#### The exercise
Every line from the one containing "line in the photo above." to the final line of the material below must be reproduced exactly; leave out all other lines.

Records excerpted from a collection
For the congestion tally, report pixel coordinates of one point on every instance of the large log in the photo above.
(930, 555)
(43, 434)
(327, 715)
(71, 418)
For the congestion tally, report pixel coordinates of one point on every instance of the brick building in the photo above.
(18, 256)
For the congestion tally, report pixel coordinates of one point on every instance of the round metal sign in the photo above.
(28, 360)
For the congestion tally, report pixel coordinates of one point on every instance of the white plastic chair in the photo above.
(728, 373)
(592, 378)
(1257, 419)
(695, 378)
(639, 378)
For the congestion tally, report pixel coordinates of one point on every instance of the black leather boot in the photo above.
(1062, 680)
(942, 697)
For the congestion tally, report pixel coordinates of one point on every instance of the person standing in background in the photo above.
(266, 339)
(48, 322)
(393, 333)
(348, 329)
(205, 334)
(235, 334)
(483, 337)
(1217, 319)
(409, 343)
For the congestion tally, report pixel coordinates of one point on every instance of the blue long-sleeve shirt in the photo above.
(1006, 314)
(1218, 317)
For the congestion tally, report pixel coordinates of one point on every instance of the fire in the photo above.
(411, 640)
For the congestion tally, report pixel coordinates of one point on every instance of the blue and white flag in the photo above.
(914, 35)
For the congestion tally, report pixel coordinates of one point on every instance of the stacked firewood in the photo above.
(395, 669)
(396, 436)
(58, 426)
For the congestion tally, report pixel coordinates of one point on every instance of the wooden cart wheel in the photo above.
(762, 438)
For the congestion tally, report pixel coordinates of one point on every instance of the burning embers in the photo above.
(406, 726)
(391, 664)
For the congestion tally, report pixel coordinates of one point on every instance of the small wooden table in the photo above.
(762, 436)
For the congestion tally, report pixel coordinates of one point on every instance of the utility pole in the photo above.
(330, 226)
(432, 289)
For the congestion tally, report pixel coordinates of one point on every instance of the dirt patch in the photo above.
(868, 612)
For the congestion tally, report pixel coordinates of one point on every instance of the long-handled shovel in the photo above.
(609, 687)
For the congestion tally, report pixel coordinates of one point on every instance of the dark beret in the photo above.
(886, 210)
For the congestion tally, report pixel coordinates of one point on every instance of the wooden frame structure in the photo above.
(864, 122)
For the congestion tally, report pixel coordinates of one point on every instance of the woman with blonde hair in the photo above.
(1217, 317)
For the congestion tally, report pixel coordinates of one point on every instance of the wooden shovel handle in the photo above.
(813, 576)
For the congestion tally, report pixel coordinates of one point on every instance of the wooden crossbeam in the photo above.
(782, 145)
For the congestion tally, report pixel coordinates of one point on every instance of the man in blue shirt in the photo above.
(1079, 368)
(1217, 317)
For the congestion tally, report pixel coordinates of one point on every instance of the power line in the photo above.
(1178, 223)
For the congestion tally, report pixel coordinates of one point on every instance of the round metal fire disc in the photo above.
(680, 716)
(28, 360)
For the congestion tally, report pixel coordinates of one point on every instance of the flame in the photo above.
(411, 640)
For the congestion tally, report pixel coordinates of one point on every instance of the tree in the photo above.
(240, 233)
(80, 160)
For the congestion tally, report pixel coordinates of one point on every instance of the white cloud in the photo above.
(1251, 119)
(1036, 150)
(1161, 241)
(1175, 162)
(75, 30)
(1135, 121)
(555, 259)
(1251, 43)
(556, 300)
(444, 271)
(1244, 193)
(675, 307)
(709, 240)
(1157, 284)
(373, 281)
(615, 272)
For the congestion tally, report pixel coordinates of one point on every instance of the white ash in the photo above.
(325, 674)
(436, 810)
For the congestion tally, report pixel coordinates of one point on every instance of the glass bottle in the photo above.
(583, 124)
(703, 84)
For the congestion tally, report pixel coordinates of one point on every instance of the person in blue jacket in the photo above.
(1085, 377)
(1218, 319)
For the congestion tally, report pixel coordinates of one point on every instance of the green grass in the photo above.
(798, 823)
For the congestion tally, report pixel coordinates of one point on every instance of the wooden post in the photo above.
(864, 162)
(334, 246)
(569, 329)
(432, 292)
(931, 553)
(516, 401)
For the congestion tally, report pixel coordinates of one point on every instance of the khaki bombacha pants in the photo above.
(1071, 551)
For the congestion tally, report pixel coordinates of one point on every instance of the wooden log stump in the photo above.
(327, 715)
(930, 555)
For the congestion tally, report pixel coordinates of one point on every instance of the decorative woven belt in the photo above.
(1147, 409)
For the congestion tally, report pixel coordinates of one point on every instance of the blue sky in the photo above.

#### Answer to this exercise
For the congestion tally, report pixel coordinates of one point on every instance of the power line in the photo above.
(1178, 223)
For the congestion tally, report pixel coordinates of one point on every instance of the round metal fire disc in the photo above.
(680, 716)
(28, 360)
For the congestion tally, report pixel coordinates of one point on every instance of the flame in the photo above.
(411, 640)
For the congestion tally, report pixel coordinates of one point on every instance of the tree in the photo above.
(240, 233)
(80, 160)
For the congestion tally, report pixel coordinates of one point on every instance of the white cloud in the photo above.
(1251, 119)
(1036, 150)
(1161, 241)
(1175, 162)
(75, 30)
(1135, 121)
(555, 259)
(1251, 43)
(556, 300)
(444, 271)
(1244, 193)
(675, 307)
(709, 240)
(1157, 284)
(373, 281)
(615, 272)
For the congestion tally, report pixel coordinates of one point on every instance of the white ash in the photo above.
(325, 674)
(436, 810)
For the congestion tally, report pixel coordinates of one point on every instance of the glass bottle in the photo above.
(583, 124)
(703, 84)
For the congestion tally, report pixel coordinates of one point on every instance of the person in blue jacket in the photo above.
(1085, 377)
(1218, 319)
For the congestion tally, report pixel coordinates of one point on every instance of the green grass in the photo above.
(798, 823)
For the congestion tally, report pixel coordinates of one point on every instance of the wooden post in the photo above.
(864, 162)
(334, 246)
(569, 329)
(432, 292)
(931, 553)
(516, 401)
For the congestion tally, report pixel coordinates of one point on every instance of the khaki bombacha pants in the photo above.
(1071, 551)
For the congestion tally, report pixel coordinates of one point on every instance of the wooden log stump in the photo above.
(327, 715)
(930, 555)
For the congestion tally, report pixel coordinates of one point on every instance of the decorative woven belt in the photo above.
(1147, 409)
For the congestion tally, report pixel coordinates of one point on every instance of the blue sky in the photo above.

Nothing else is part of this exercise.